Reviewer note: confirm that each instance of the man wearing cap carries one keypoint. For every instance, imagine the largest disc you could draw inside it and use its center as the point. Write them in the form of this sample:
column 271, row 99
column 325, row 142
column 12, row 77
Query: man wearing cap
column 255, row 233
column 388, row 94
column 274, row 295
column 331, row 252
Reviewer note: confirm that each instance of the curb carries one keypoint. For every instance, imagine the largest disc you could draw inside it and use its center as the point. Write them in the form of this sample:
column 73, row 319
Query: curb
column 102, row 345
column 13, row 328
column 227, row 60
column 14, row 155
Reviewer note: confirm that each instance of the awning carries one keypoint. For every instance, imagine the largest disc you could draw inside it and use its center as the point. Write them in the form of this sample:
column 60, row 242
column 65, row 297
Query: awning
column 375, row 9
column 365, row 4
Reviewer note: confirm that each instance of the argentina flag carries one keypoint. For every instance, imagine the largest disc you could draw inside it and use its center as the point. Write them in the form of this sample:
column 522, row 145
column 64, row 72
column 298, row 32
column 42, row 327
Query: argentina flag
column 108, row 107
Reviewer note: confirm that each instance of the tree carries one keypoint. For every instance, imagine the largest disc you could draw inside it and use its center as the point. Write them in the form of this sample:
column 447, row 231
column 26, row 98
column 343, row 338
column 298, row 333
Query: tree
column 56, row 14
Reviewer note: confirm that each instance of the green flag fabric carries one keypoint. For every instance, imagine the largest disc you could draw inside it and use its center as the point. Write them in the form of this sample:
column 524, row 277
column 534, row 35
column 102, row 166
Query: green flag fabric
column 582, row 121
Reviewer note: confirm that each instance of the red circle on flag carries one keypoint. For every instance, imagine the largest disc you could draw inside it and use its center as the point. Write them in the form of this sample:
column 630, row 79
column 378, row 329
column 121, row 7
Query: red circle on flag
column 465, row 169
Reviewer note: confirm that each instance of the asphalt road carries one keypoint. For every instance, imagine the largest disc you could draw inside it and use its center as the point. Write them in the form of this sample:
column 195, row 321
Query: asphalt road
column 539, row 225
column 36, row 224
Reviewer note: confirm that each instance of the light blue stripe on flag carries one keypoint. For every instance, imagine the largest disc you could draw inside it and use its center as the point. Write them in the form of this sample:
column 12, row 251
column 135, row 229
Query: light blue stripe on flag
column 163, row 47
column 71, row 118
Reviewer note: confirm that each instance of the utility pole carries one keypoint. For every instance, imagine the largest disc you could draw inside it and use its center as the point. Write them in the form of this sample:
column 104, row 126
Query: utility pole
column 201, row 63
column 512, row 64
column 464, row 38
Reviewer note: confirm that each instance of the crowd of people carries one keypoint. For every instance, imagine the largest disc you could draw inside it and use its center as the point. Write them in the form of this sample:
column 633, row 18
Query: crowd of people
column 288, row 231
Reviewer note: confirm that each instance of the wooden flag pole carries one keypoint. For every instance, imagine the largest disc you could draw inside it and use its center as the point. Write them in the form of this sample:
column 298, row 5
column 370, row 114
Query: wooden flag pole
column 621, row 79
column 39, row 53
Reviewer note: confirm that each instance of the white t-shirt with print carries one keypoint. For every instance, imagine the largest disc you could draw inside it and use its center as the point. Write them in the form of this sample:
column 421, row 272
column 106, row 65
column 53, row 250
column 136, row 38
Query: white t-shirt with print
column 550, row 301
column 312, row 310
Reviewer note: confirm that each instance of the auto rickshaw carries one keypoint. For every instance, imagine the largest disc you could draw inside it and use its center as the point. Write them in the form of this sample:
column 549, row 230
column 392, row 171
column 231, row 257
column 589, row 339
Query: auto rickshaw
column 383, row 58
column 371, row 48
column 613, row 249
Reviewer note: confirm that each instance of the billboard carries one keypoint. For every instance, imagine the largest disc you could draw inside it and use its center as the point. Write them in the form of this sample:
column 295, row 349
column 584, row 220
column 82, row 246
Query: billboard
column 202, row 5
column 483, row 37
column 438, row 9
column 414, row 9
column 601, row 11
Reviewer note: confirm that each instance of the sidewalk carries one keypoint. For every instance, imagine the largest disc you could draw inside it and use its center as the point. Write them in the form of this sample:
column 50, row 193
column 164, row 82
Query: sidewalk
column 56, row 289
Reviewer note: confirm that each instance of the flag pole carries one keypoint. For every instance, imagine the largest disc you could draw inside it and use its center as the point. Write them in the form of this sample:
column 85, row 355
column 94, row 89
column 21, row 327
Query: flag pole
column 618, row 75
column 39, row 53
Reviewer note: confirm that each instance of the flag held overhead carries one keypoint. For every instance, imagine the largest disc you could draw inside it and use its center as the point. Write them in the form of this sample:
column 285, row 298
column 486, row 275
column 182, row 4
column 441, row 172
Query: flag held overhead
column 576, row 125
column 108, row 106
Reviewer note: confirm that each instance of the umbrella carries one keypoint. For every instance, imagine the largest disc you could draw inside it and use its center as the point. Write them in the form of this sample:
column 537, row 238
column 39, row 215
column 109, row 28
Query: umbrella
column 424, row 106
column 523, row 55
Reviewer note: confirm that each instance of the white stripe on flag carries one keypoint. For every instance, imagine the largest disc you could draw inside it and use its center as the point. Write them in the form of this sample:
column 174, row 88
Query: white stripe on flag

## Task to complete:
Every record must be transcribed exactly as written.

## Answer area:
Reviewer note: confirm that each instance of the man wearing cap carries one keypoint. For every instance, imagine the largest disc you could draw inside it and use its center as the point. Write them in the form of this sample:
column 271, row 99
column 325, row 142
column 12, row 77
Query: man wearing cap
column 255, row 233
column 388, row 94
column 274, row 295
column 331, row 252
Reviewer note: confirm that each instance of the curb carries one keypoint. For every instance, imagine the largest disc you could draw inside it and use its center as the point. Write them in the form of this sample:
column 73, row 319
Query: curb
column 102, row 345
column 13, row 328
column 227, row 60
column 14, row 155
Reviewer note: confirm that each instance of the awning carries one keypoint. For every instance, imagine the largest disc you could draw inside it and use its center as the point. Write them in the form of this sample:
column 60, row 242
column 65, row 297
Query: awning
column 375, row 9
column 365, row 4
Reviewer note: confirm that each instance of the argentina flag carries one keypoint. For every instance, imagine the largest disc you could draw inside it and use its center as the point. Write them in the form of this sample:
column 522, row 145
column 64, row 72
column 298, row 32
column 42, row 327
Query: argentina flag
column 108, row 107
Reviewer note: confirm that each instance of the tree carries one keypoint. For every instance, imagine the largest disc you could draw inside it and use its center as the point. Write them in the form of this sample:
column 447, row 231
column 26, row 98
column 343, row 338
column 298, row 333
Query: tree
column 56, row 14
Reviewer note: confirm that each instance of the green flag fabric carries one keypoint. For every instance, imagine the largest disc you could draw inside it and use its center as the point. Write them in the form of this sample:
column 524, row 277
column 534, row 35
column 102, row 166
Query: green flag fabric
column 582, row 121
Reviewer note: confirm that each instance of the red circle on flag carries one keypoint. For every instance, imagine the largest disc you could draw inside it and use its center as the point. Write them in the form of this sample:
column 630, row 79
column 378, row 329
column 121, row 7
Query: red circle on flag
column 465, row 169
Reviewer note: confirm that each instance of the asphalt road carries one keypoint. For every instance, imagine the largest disc you could draw inside it and use its center as the point. Write them in the form of this sample:
column 195, row 321
Query: asphalt road
column 539, row 225
column 36, row 224
Reviewer note: confirm that each instance of the light blue stripe on flag carries one keypoint. For every instance, imagine the largest disc you could draw inside it and use its center as the point. Write them in the form of this sample:
column 12, row 251
column 135, row 229
Query: light blue stripe on flag
column 163, row 47
column 71, row 118
Reviewer note: confirm that each instance of the utility pole carries one keypoint. For every instance, imagine the largest disc you could draw inside it and use its center as the point. Write them in the form of this sample:
column 104, row 126
Query: utility pole
column 201, row 63
column 512, row 64
column 464, row 38
Reviewer note: confirm that each instance of the crowd of people carries one keypoint. For every instance, imagine the largest disc you could draw inside it and use its center as the point. Write them in the form of this sample:
column 633, row 18
Query: crowd of people
column 288, row 231
Reviewer note: confirm that each instance of the wooden flag pole carries one keypoint. For every instance, imagine the largest disc you could draw inside it and use its center as the point. Write them in the form of this sample:
column 298, row 5
column 370, row 114
Query: wooden flag pole
column 621, row 79
column 39, row 53
Reviewer note: confirm that each instance of the white t-shirt with print carries one keypoint. For every instance, imagine the largest disc you could draw inside it and use its center as the point. Write them in the form of this sample:
column 421, row 272
column 106, row 65
column 53, row 250
column 136, row 38
Query: white t-shirt with print
column 550, row 301
column 312, row 310
Reviewer note: confirm that each instance of the auto rickshaw carries one keypoint. For every instance, imagine the largest disc you could draw inside it and use its center as the point. Write them in the form of this sample:
column 549, row 230
column 392, row 171
column 231, row 257
column 589, row 339
Query: auto rickshaw
column 383, row 58
column 371, row 48
column 613, row 249
Reviewer note: confirm that each instance of the billboard carries one keypoint. For every instance, imagine the largest disc you could draw inside it and use its center as the point. Write them in the form of this sample:
column 295, row 349
column 584, row 220
column 82, row 246
Query: billboard
column 202, row 5
column 483, row 37
column 438, row 9
column 414, row 9
column 601, row 11
Reviewer note: confirm that each instance of the sidewalk carries one keypoint. For every instance, imagine the largest disc you could draw inside it and use its center as the point. Write them in the form of this sample:
column 50, row 193
column 164, row 82
Query: sidewalk
column 56, row 289
Reviewer note: confirm that each instance of the flag pole carries one keypoint. For every instance, imagine the largest disc you could draw inside it and use its center as the point. Write them in the form of this sample:
column 85, row 355
column 94, row 89
column 21, row 327
Query: flag pole
column 618, row 75
column 39, row 53
Reviewer note: confirm that each instance of the flag held overhead carries one keypoint. For every instance, imagine the largest disc you could draw inside it and use its center as the point. Write them in the form of this sample:
column 285, row 298
column 486, row 275
column 182, row 4
column 441, row 172
Query: flag held overhead
column 576, row 125
column 108, row 106
Reviewer note: confirm that each instance of the umbrella carries one keypoint. For every instance, imagine the largest disc you could draw inside it and use its center as the point. Write them in the form of this sample:
column 537, row 238
column 39, row 215
column 109, row 28
Query: umbrella
column 424, row 106
column 523, row 55
Reviewer note: confirm that each instance of the white stripe on flag carries one keypoint. For every instance, imagine the largest disc you could draw inside it and use its center as the point. Write them in the form of this sample:
column 174, row 88
Query: white stripe on flag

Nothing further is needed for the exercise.